#### [Exercise details]
Read the records and write them out again exactly.

┌─ Given records

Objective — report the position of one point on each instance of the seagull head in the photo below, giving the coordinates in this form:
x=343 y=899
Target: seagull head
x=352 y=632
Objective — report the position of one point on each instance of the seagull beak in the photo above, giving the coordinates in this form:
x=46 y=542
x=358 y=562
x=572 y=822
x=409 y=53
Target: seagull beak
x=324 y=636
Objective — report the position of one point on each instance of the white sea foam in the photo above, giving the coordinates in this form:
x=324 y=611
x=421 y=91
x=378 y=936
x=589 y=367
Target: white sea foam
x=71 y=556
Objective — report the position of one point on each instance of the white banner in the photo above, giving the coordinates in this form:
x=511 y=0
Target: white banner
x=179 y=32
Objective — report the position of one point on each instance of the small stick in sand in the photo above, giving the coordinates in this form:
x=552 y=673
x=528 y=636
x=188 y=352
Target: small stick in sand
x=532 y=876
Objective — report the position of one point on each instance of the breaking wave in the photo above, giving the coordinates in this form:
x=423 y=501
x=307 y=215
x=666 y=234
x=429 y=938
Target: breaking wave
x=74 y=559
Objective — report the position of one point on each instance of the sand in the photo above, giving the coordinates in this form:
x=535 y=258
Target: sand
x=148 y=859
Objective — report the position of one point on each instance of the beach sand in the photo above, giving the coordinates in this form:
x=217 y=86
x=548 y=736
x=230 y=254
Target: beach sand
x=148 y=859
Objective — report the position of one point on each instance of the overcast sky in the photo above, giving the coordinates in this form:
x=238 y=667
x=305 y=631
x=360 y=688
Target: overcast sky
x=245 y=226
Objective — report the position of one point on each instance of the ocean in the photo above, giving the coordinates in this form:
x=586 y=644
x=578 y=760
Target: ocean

└─

#### [Problem solution]
Objective — report the position of one point on each instance of the seagull head in the photo below, giving the coordinates in this form:
x=343 y=899
Target: seagull head
x=352 y=632
Objective — report the position of one point on each instance of the seagull beak in the photo above, giving the coordinates in this form:
x=46 y=542
x=358 y=562
x=572 y=822
x=409 y=53
Target: seagull beak
x=324 y=636
Objective — report the position of one point on each instance of the white sea foam in the photo above, giving the coordinates in this form:
x=324 y=611
x=421 y=91
x=378 y=936
x=589 y=367
Target: white sea foam
x=71 y=556
Objective — report the position of one point on each instance of the white banner in the photo above, giving the coordinates in this form:
x=511 y=0
Target: white banner
x=179 y=32
Objective — report the position of one point on each instance of the small stick in sand in the photo above, giving the coordinates in this form:
x=552 y=673
x=528 y=636
x=188 y=352
Target: small stick in sand
x=532 y=876
Objective — report the position of one point on each instance of the breaking wave in the photo above, giving the coordinates in this form:
x=423 y=501
x=307 y=215
x=666 y=234
x=429 y=938
Target: breaking wave
x=74 y=559
Objective — report the position of one point on each instance of the sand in the photo above, giving the coordinates in this form:
x=535 y=258
Target: sand
x=148 y=859
Objective — report the position of one point on each instance of the beach sand in the photo above, giving the coordinates in this form:
x=217 y=86
x=548 y=736
x=230 y=254
Target: beach sand
x=148 y=859
Objective — report the position of one point on each instance of the overcast sky in the photo above, giving the coordinates in this form:
x=238 y=667
x=305 y=631
x=360 y=688
Target: overcast sky
x=245 y=226
Objective — report the position of one point on each instance of the ocean in the photo above, giving the coordinates in this form:
x=586 y=644
x=578 y=760
Target: ocean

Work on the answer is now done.